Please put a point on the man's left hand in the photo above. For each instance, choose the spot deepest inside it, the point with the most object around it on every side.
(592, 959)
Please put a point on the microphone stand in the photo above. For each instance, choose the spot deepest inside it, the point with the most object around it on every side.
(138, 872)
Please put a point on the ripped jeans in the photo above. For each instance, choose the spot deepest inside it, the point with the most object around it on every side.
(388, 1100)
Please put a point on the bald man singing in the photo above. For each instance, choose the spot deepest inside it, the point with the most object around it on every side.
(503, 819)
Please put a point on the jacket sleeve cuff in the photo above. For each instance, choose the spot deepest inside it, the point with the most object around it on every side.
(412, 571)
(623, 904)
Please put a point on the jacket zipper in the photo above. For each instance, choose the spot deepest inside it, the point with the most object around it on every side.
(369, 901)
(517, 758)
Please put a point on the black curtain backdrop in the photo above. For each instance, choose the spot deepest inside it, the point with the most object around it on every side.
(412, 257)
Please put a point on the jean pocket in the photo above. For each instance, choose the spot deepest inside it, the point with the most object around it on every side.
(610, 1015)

• **THE TASK**:
Copy the material word for word, from the line containing "Please put a point on the black" through the end of the material.

• **THE RESULT**:
Please put a point on the black curtain backdrop in the photo above. For each instance, choose the spot deepest inside it, the point with the most object around it on every side.
(412, 257)
Please put a point on the jean pocket in the photo above. For each instance, choose the spot deepest inside it, the point with the most object around it on every side.
(610, 1015)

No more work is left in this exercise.